**TASK OBJECTIVE:**
Go through the entries below. Copy out every line that contains "sock".

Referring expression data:
□ □ □ □
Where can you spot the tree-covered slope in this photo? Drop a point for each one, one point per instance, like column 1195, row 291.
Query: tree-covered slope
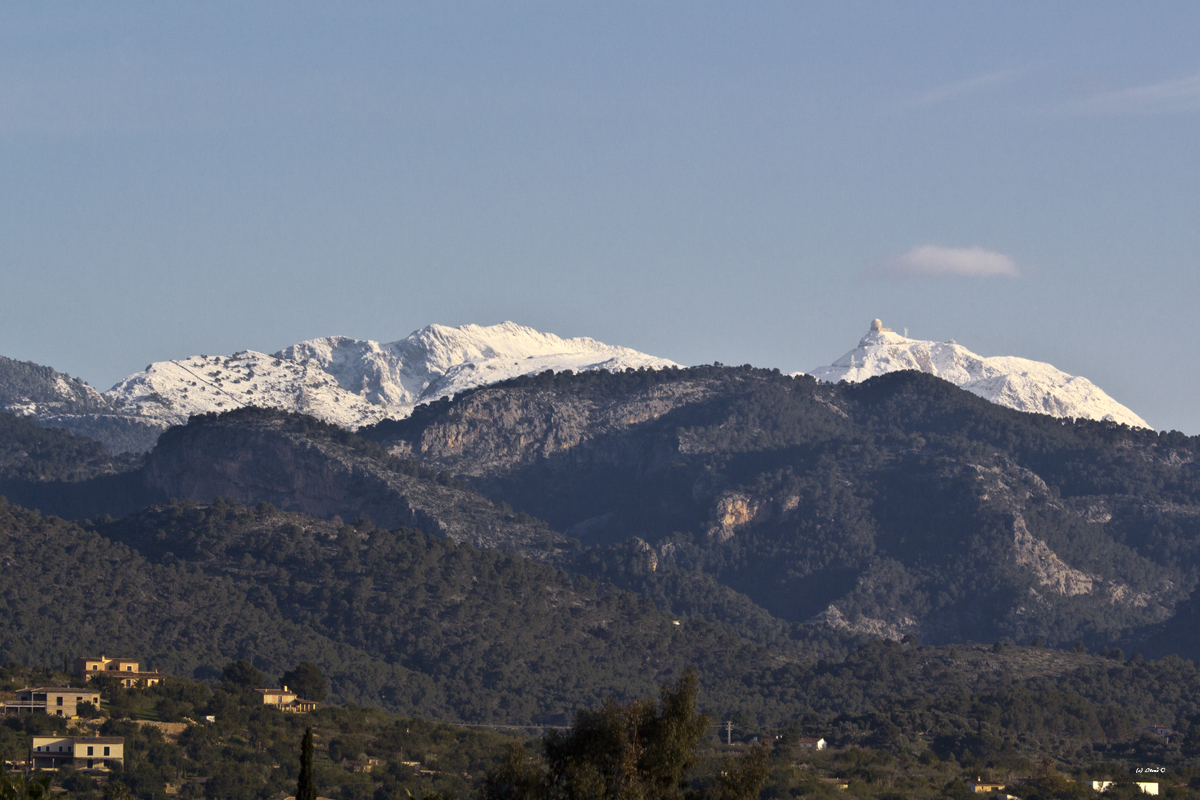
column 898, row 505
column 397, row 619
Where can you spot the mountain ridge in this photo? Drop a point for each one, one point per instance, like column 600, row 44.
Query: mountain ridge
column 1011, row 382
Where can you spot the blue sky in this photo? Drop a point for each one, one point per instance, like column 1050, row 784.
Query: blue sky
column 736, row 182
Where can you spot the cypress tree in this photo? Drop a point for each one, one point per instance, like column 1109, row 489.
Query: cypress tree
column 305, row 788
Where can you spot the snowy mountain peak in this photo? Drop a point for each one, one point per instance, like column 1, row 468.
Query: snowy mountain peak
column 353, row 382
column 1015, row 383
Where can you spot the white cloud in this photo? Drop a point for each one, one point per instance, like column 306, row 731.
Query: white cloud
column 966, row 88
column 1181, row 95
column 931, row 260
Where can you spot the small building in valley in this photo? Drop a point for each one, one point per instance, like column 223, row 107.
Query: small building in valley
column 983, row 787
column 286, row 701
column 79, row 752
column 127, row 671
column 55, row 701
column 1147, row 787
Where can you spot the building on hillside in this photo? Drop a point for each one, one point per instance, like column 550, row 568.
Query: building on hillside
column 1103, row 786
column 127, row 671
column 55, row 701
column 286, row 701
column 983, row 787
column 79, row 752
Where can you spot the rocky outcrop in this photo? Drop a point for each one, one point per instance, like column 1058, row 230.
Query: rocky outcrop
column 495, row 431
column 1050, row 571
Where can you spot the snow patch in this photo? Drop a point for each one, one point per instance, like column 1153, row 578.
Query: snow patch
column 353, row 383
column 1006, row 380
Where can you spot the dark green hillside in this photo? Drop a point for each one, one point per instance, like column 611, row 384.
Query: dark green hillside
column 396, row 619
column 899, row 505
column 33, row 453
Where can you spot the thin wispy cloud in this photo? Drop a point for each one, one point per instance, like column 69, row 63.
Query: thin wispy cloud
column 1180, row 95
column 936, row 262
column 967, row 88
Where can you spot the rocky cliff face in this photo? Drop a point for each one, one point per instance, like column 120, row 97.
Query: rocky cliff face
column 297, row 464
column 495, row 431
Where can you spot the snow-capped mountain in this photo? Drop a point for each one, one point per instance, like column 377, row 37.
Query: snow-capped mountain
column 1017, row 383
column 352, row 383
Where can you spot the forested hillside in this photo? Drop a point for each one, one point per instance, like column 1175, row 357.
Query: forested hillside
column 397, row 619
column 899, row 505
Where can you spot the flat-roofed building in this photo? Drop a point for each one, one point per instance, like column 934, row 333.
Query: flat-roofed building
column 126, row 671
column 79, row 752
column 55, row 701
column 286, row 701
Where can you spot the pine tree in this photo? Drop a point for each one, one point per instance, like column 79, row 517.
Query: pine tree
column 305, row 788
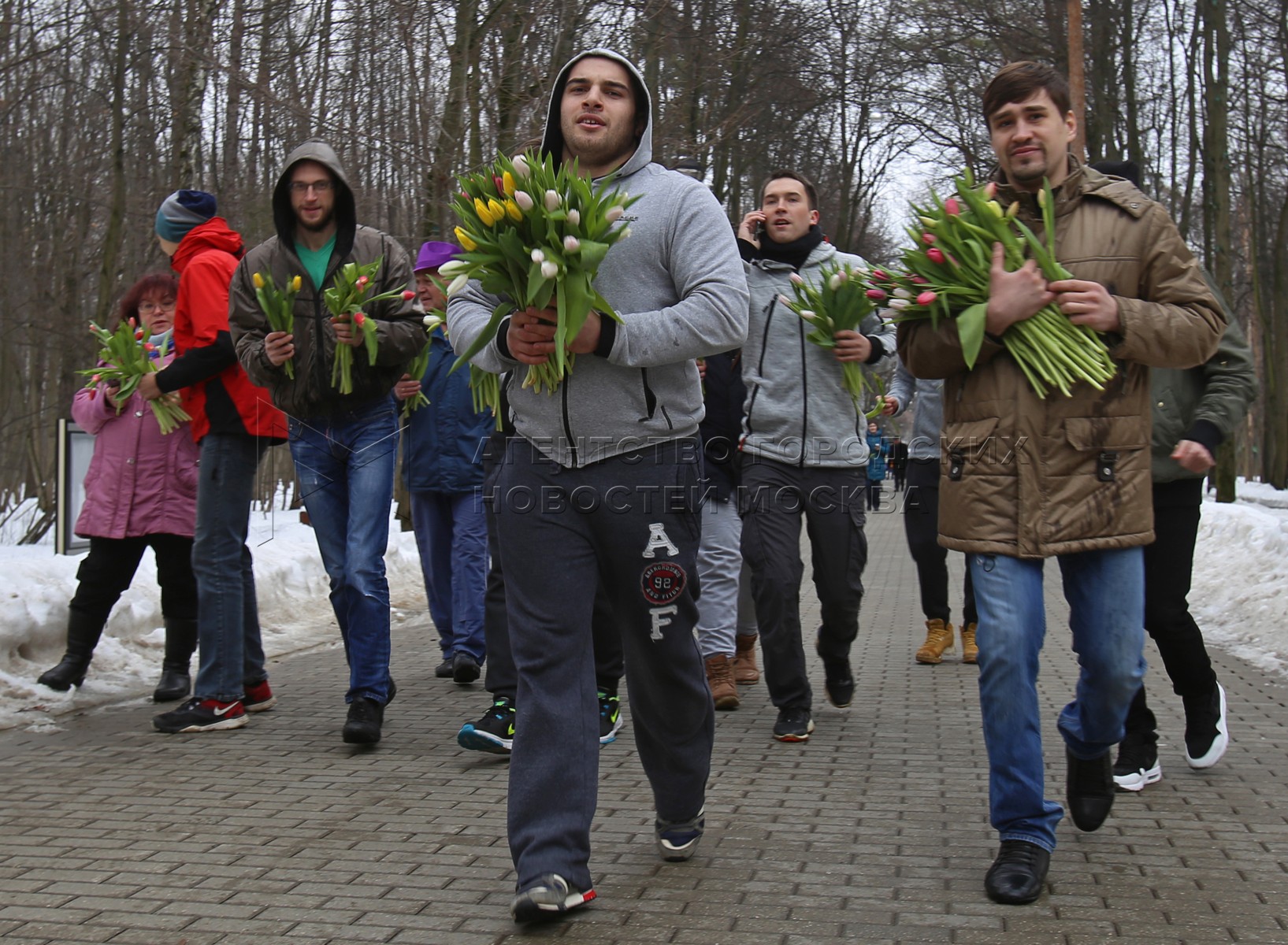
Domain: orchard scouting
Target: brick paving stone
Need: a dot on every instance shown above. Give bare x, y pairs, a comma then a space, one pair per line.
876, 831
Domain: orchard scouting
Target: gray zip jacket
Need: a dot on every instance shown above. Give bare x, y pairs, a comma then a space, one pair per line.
796, 410
928, 423
679, 287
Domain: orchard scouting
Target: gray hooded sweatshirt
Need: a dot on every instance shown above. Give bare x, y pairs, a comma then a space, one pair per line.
677, 285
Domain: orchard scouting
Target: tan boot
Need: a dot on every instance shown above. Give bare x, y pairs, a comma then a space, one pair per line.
724, 693
970, 652
939, 638
744, 671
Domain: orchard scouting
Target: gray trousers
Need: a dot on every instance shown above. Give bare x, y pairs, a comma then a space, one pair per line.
631, 524
774, 498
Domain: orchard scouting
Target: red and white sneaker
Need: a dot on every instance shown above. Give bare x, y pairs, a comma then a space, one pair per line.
202, 715
259, 697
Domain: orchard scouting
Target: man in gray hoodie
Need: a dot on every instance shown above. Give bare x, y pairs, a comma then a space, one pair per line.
614, 460
343, 443
804, 454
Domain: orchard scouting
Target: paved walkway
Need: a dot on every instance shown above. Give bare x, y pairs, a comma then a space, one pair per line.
872, 832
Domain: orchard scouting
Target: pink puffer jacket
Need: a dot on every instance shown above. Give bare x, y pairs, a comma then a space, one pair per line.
138, 482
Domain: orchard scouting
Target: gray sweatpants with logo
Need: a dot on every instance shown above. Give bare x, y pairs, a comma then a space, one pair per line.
631, 523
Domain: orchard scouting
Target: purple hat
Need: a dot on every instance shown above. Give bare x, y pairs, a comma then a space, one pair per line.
433, 255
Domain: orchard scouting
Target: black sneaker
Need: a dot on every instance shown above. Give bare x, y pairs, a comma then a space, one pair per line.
362, 726
494, 733
837, 680
677, 841
793, 725
610, 717
466, 669
1138, 764
202, 715
547, 899
1206, 733
1090, 789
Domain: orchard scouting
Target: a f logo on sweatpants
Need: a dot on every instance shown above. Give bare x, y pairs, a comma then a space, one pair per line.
657, 539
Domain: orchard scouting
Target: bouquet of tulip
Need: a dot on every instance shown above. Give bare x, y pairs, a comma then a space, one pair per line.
278, 306
345, 300
948, 277
127, 354
535, 233
840, 303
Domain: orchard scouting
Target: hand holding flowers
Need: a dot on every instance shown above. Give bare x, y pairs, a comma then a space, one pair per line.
835, 310
353, 326
125, 358
537, 235
278, 308
981, 265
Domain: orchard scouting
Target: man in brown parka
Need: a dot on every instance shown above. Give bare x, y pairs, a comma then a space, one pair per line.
1026, 478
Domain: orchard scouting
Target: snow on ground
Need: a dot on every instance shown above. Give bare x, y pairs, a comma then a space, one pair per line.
1241, 574
295, 614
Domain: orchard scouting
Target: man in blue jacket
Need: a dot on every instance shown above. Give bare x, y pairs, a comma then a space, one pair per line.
620, 435
442, 465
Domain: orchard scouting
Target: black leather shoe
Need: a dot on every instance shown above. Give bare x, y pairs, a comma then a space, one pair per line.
362, 726
1090, 789
1018, 873
466, 669
174, 685
70, 673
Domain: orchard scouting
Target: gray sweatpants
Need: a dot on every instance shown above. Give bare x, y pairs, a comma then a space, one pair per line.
630, 521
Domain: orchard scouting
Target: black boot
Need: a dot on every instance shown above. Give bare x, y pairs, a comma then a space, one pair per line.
180, 640
83, 634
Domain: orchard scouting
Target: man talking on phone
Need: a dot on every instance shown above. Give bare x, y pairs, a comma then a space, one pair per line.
804, 452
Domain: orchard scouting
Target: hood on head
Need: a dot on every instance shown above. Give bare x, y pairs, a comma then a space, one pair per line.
345, 211
551, 142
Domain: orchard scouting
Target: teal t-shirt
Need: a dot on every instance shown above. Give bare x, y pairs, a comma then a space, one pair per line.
316, 261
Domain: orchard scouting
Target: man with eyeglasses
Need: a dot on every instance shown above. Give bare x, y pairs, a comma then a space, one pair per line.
233, 424
343, 443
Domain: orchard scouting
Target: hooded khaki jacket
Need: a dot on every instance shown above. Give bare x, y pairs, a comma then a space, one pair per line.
1034, 478
399, 324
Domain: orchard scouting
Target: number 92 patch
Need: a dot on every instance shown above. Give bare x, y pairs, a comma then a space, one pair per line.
663, 582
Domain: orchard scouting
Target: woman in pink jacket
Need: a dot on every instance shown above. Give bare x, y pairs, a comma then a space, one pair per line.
141, 491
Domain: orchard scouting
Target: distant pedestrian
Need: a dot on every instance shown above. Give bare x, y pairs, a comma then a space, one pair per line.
444, 444
141, 491
344, 444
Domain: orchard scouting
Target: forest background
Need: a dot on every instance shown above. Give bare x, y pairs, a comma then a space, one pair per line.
106, 106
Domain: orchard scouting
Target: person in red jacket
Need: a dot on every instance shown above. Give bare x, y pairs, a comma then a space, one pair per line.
233, 423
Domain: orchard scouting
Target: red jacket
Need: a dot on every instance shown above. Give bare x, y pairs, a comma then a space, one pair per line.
217, 393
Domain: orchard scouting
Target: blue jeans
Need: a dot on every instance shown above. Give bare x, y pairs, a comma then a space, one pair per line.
231, 652
451, 535
1105, 591
345, 466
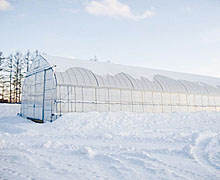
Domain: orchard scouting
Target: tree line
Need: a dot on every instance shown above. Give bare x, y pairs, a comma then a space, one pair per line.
12, 72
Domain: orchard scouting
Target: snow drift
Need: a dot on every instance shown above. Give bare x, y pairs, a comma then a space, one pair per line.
110, 146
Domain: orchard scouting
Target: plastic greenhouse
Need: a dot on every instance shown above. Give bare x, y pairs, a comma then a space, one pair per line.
56, 85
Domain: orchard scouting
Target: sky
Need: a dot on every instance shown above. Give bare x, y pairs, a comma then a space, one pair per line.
176, 35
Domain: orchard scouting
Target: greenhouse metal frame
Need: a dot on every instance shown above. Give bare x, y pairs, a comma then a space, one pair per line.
56, 85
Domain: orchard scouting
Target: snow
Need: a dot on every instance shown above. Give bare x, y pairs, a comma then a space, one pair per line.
110, 146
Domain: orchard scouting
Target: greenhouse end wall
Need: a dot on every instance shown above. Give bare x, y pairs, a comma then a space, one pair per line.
39, 92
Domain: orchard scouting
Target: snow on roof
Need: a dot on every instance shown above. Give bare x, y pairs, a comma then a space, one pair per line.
105, 68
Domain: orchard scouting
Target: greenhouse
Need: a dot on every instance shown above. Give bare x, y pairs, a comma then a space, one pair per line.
56, 85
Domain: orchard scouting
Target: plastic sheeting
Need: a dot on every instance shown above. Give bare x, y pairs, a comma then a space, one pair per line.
93, 86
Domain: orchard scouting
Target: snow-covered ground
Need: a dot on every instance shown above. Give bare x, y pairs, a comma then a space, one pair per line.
110, 146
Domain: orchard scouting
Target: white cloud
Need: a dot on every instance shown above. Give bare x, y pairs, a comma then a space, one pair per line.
114, 8
210, 36
4, 5
210, 69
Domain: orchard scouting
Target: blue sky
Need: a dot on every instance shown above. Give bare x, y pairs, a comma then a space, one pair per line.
177, 35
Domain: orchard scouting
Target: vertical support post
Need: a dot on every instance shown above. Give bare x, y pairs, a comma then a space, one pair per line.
44, 85
96, 104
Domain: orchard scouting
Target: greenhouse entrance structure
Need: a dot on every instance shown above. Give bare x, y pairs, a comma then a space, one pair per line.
55, 85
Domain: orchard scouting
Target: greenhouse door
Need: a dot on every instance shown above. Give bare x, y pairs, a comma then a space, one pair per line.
38, 95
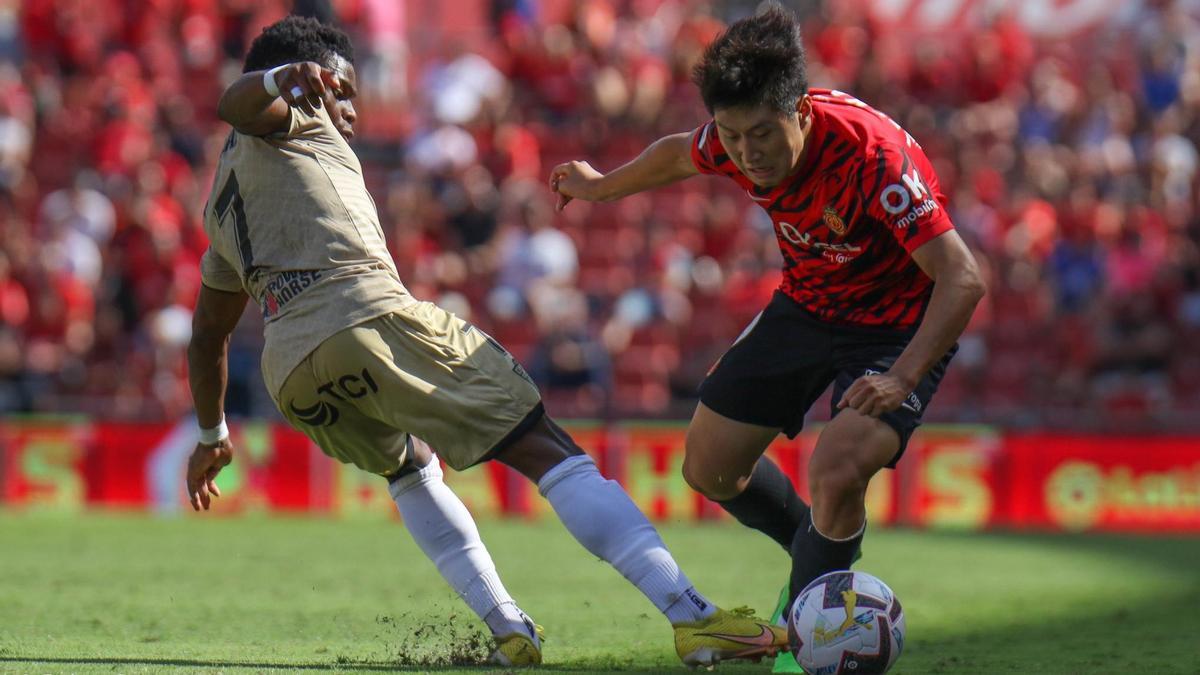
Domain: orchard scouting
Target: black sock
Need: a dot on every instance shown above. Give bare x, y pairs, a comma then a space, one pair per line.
769, 505
814, 554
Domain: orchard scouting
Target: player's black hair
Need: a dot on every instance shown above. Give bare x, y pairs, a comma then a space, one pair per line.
756, 61
297, 39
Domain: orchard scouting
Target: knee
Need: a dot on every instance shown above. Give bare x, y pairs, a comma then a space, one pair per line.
707, 482
832, 482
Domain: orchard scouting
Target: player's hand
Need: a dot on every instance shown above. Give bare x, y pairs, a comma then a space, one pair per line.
306, 84
574, 179
875, 394
202, 471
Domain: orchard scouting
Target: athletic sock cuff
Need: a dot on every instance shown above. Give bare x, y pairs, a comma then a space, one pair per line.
569, 466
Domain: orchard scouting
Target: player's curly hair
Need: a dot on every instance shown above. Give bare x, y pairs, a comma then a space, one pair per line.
297, 39
759, 60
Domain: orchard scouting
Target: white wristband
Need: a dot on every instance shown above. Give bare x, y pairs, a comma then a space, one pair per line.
269, 83
215, 435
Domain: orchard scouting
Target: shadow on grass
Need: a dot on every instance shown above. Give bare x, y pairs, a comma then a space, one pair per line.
583, 667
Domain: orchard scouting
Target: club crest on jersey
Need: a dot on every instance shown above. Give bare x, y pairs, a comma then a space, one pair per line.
833, 221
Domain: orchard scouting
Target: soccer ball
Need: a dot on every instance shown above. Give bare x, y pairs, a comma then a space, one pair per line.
846, 622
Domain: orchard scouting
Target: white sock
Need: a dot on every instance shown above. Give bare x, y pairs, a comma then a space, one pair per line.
445, 531
601, 517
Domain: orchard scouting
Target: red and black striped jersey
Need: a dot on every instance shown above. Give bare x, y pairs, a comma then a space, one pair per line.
847, 221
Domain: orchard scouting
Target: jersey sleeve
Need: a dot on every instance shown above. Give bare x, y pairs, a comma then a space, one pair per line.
301, 124
903, 193
216, 273
705, 149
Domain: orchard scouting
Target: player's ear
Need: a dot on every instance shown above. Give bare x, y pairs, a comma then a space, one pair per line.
804, 108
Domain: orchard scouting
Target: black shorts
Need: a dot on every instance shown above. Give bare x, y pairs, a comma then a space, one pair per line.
786, 358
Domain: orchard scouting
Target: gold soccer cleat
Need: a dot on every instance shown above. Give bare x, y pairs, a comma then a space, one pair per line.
519, 649
726, 635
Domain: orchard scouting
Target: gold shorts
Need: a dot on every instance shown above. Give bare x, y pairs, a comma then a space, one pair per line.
419, 370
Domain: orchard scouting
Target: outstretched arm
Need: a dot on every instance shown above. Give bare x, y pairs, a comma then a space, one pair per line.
665, 161
958, 288
216, 316
250, 107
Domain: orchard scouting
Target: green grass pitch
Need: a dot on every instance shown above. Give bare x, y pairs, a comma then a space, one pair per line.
207, 593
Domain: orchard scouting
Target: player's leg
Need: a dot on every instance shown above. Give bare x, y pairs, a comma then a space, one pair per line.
460, 390
724, 460
603, 518
851, 449
444, 530
323, 398
762, 386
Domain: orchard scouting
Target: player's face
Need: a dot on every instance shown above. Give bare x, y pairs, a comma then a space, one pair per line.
763, 143
342, 112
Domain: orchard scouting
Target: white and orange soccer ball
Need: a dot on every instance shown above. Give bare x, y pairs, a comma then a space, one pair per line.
846, 622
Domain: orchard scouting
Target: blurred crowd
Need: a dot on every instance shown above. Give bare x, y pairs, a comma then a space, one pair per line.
1072, 168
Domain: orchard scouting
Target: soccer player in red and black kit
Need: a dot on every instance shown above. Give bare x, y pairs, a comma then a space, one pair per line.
877, 287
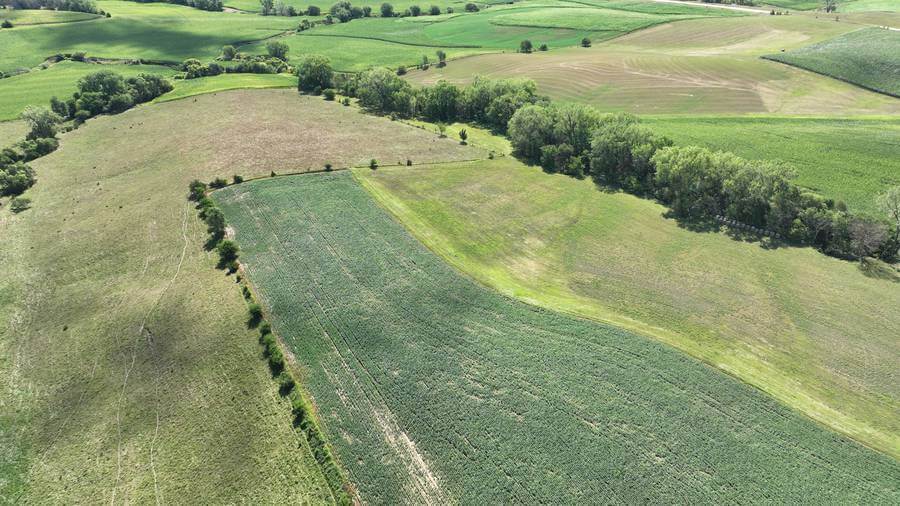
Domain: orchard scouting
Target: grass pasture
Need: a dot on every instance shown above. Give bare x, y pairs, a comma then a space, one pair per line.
434, 389
60, 80
843, 158
21, 17
701, 66
153, 31
869, 58
812, 331
129, 372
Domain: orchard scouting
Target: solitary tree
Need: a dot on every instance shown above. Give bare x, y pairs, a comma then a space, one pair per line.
41, 121
277, 49
314, 71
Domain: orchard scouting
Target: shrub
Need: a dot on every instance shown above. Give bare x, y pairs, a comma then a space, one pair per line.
218, 183
255, 312
314, 72
19, 204
228, 252
197, 190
□ □ □ □
**ANSWER TO THE EXERCISE:**
Target: black sock
Target: athletic sock cuff
Target: white sock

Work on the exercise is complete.